→ **Exercise objective**
Read the data and repeat all of it exactly.

Entries from a pointing dataset
###
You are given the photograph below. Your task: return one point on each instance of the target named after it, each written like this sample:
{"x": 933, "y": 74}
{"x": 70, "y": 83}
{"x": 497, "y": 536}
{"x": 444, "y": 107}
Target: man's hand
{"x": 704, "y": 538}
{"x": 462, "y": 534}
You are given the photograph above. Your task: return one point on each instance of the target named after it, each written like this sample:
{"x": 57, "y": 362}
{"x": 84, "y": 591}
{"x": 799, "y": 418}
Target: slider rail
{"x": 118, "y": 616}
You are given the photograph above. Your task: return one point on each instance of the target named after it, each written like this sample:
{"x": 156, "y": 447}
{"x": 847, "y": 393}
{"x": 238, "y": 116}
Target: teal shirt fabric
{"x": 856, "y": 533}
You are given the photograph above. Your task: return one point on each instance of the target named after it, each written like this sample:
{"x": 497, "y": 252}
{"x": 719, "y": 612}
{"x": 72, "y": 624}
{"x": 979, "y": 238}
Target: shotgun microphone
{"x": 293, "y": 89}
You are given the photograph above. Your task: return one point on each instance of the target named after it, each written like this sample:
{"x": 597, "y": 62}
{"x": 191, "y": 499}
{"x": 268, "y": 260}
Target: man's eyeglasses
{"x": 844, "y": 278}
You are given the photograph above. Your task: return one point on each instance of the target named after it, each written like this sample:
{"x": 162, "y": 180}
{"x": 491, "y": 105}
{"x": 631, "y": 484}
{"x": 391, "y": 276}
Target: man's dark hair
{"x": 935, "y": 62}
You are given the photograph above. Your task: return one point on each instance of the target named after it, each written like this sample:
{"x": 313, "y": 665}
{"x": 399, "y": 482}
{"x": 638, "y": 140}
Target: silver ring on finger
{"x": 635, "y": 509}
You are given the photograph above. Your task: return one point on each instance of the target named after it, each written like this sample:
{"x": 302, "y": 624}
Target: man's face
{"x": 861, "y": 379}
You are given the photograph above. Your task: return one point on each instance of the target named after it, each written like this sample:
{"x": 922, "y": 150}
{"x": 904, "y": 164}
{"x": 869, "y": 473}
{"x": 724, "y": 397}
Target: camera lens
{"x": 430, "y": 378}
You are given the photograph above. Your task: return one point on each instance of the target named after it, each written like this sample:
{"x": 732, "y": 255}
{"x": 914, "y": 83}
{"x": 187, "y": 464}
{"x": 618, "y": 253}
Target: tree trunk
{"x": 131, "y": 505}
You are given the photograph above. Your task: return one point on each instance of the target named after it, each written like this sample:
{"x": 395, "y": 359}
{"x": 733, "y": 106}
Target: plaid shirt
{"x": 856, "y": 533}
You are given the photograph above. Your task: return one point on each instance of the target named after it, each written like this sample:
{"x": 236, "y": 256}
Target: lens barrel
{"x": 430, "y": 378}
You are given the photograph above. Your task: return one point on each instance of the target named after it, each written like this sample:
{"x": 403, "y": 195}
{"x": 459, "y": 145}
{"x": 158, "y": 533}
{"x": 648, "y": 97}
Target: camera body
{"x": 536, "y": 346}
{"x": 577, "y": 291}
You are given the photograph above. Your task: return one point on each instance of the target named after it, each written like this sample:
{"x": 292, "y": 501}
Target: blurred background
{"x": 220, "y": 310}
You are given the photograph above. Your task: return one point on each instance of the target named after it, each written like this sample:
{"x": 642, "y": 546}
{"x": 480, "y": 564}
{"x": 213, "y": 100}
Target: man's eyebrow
###
→ **Response**
You are given the photograph below. Your task: return one point on each instance of the target named after it, each written like this sample:
{"x": 933, "y": 74}
{"x": 70, "y": 83}
{"x": 497, "y": 536}
{"x": 444, "y": 107}
Target: man's hand
{"x": 704, "y": 538}
{"x": 462, "y": 534}
You are given the photograph above. Your task: return one point on each instance of the target named after it, each written like this sample:
{"x": 57, "y": 362}
{"x": 84, "y": 591}
{"x": 799, "y": 418}
Target: slider rail
{"x": 118, "y": 616}
You are given the photograph above. Your task: return one point on each instance of the target named after it, each written like this sample:
{"x": 156, "y": 447}
{"x": 847, "y": 393}
{"x": 238, "y": 116}
Target: teal shirt fabric
{"x": 856, "y": 533}
You are given the photograph above. Your task: return one point on each instance of the target named after it, each written like this sample:
{"x": 497, "y": 252}
{"x": 719, "y": 612}
{"x": 72, "y": 624}
{"x": 979, "y": 238}
Target: shotgun microphone
{"x": 293, "y": 89}
You are given the photograph above. Your task: return one point on each instance of the target named after it, each written like this sample:
{"x": 597, "y": 62}
{"x": 191, "y": 499}
{"x": 268, "y": 260}
Target: man's eyeglasses
{"x": 844, "y": 278}
You are given the photograph above. Your task: return one point on each instance of the target named after it, each written like this sample:
{"x": 162, "y": 180}
{"x": 491, "y": 105}
{"x": 631, "y": 484}
{"x": 391, "y": 276}
Target: man's dark hair
{"x": 935, "y": 62}
You are given the photograph above. Your task: return one point on each instance of the target named after it, each written like this sample:
{"x": 313, "y": 665}
{"x": 399, "y": 482}
{"x": 638, "y": 140}
Target: silver ring on finger
{"x": 635, "y": 509}
You are given the photograph above. Your task: return one point on each instance of the target named after it, each written like this sample:
{"x": 302, "y": 624}
Target: man's face
{"x": 861, "y": 379}
You are given the photograph above. Your task: return one point on each instance of the target named after it, each written like this sample:
{"x": 922, "y": 150}
{"x": 904, "y": 164}
{"x": 869, "y": 473}
{"x": 724, "y": 397}
Target: camera lens
{"x": 430, "y": 378}
You are given the photograph above. Your task: return one point on each instance of the target named after it, each written like this sample:
{"x": 732, "y": 255}
{"x": 914, "y": 83}
{"x": 187, "y": 464}
{"x": 618, "y": 253}
Target: tree trunk
{"x": 131, "y": 505}
You are given the photograph above. Your task: return one point on each instance of the target named after it, each written like this sample:
{"x": 395, "y": 359}
{"x": 733, "y": 106}
Target: plaid shirt
{"x": 856, "y": 533}
You are given the photograph above. Your task: return one point on each instance of the target named after it, each written like this sample:
{"x": 236, "y": 256}
Target: lens barrel
{"x": 430, "y": 378}
You are given the photograph above. Your task: return one point on each instance of the target named after it, each written like this sample:
{"x": 403, "y": 195}
{"x": 459, "y": 145}
{"x": 158, "y": 533}
{"x": 648, "y": 97}
Target: camera body
{"x": 536, "y": 346}
{"x": 577, "y": 291}
You are given the photograph above. Your task: return one point on each instance of the target named after it, each written like this sample:
{"x": 292, "y": 501}
Target: blurred background
{"x": 220, "y": 310}
You are given the photograph above. Your task: return one point on each instance of the target named after it, each written like this sample:
{"x": 642, "y": 546}
{"x": 480, "y": 564}
{"x": 213, "y": 100}
Target: man's eyebrow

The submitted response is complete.